● DATA LINES
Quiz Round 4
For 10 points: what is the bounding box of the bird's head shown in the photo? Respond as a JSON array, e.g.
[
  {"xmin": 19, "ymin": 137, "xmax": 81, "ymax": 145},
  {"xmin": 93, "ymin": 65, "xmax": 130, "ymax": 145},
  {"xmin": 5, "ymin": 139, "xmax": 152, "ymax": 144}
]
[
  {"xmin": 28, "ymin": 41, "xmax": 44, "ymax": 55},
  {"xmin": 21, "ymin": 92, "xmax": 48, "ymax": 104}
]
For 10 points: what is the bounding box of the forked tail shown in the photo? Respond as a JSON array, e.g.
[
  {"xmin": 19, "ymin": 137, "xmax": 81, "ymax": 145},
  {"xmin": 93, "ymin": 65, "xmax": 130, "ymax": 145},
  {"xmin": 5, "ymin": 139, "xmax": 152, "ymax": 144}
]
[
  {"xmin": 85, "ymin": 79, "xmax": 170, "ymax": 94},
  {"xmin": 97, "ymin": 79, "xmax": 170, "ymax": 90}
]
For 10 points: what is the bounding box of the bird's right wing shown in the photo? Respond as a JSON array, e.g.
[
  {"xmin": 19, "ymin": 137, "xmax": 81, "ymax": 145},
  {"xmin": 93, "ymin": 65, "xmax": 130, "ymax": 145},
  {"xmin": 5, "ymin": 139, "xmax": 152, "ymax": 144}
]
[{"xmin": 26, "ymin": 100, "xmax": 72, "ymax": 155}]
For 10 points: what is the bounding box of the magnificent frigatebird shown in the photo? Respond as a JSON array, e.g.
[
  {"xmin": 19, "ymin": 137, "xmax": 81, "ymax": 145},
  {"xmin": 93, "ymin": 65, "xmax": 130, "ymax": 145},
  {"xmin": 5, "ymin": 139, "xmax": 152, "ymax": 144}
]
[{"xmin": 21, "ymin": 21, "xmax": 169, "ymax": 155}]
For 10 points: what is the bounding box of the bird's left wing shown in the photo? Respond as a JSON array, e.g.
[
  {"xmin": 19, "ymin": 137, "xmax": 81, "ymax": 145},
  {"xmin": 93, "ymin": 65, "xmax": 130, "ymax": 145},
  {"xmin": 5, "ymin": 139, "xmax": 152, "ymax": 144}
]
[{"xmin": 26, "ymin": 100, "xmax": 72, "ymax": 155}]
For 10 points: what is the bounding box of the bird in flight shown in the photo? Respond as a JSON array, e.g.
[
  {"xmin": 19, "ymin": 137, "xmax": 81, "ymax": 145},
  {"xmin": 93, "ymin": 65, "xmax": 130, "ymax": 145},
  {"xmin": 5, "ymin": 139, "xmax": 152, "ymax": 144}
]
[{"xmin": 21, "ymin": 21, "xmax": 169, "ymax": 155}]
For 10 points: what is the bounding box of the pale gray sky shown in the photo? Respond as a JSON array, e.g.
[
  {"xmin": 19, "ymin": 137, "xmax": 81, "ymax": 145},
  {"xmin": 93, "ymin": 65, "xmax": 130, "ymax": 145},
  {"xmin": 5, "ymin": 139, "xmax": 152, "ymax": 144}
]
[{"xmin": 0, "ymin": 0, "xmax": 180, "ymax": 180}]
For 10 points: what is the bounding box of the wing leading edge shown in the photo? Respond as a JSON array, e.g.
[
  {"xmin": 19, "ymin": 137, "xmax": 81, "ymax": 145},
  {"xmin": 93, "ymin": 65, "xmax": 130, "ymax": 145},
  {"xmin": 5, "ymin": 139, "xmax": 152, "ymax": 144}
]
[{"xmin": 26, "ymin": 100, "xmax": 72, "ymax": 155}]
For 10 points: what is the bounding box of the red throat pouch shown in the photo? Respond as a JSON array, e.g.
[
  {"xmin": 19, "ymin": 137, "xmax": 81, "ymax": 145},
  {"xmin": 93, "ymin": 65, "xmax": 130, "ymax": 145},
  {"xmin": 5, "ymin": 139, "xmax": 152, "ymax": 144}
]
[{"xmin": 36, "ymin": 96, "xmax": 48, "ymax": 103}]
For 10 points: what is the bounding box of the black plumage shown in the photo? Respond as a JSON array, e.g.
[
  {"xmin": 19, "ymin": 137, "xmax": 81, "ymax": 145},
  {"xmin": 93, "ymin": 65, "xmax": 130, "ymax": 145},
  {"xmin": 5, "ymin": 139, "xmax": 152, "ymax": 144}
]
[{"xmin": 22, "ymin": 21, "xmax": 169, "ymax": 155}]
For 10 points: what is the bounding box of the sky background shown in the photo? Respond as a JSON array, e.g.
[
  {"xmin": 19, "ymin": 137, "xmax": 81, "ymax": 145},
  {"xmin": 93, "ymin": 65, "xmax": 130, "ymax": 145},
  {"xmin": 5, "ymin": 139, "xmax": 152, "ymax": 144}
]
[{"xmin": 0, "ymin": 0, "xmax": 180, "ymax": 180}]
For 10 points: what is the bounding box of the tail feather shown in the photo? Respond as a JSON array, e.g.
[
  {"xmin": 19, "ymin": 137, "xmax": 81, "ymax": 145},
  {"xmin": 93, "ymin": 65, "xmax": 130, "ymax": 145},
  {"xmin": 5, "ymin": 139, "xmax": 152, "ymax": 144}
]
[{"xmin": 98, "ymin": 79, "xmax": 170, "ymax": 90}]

● TASK STATEMENT
Only the lines from the one that contains "For 10 points: what is the bounding box of the pale" through the last line should be repeated, each exactly as it stands, with both ends included.

● FINISHED EXERCISE
For 10 points: what is the bounding box of the pale gray sky shown in the photo? Respond as a JSON array, e.g.
[
  {"xmin": 19, "ymin": 137, "xmax": 81, "ymax": 145},
  {"xmin": 93, "ymin": 65, "xmax": 130, "ymax": 145},
  {"xmin": 5, "ymin": 139, "xmax": 152, "ymax": 144}
]
[{"xmin": 0, "ymin": 0, "xmax": 180, "ymax": 180}]
For 10 points: what is the bounding box of the wing leading edge shown in the photo? Respond as a JSON array, e.g.
[
  {"xmin": 19, "ymin": 137, "xmax": 81, "ymax": 145},
  {"xmin": 93, "ymin": 65, "xmax": 130, "ymax": 145},
  {"xmin": 5, "ymin": 139, "xmax": 152, "ymax": 144}
]
[{"xmin": 26, "ymin": 100, "xmax": 72, "ymax": 155}]
For 10 points: what is the bounding box of the red throat pouch shown in the photo? Respond as a JSON array, e.g.
[
  {"xmin": 19, "ymin": 137, "xmax": 81, "ymax": 145},
  {"xmin": 93, "ymin": 65, "xmax": 130, "ymax": 145},
  {"xmin": 5, "ymin": 139, "xmax": 152, "ymax": 144}
]
[{"xmin": 36, "ymin": 96, "xmax": 48, "ymax": 103}]
For 10 points: what is the bounding box of the black plumage shown in the photo? Respond as a JSON array, e.g.
[
  {"xmin": 19, "ymin": 137, "xmax": 81, "ymax": 145},
  {"xmin": 93, "ymin": 65, "xmax": 130, "ymax": 145},
  {"xmin": 5, "ymin": 139, "xmax": 152, "ymax": 144}
]
[{"xmin": 22, "ymin": 21, "xmax": 169, "ymax": 155}]
For 10 points: what is the bounding box of the sky background shown in the photo? Respond as a JSON array, e.g.
[
  {"xmin": 19, "ymin": 137, "xmax": 81, "ymax": 145},
  {"xmin": 93, "ymin": 65, "xmax": 130, "ymax": 145},
  {"xmin": 5, "ymin": 139, "xmax": 152, "ymax": 144}
]
[{"xmin": 0, "ymin": 0, "xmax": 180, "ymax": 180}]
For 10 points: what is the bounding box of the tail feather shown in the photo? Respond as a JSON array, e.g.
[
  {"xmin": 19, "ymin": 137, "xmax": 81, "ymax": 145},
  {"xmin": 93, "ymin": 65, "xmax": 130, "ymax": 145},
  {"xmin": 5, "ymin": 139, "xmax": 152, "ymax": 144}
]
[{"xmin": 98, "ymin": 79, "xmax": 170, "ymax": 90}]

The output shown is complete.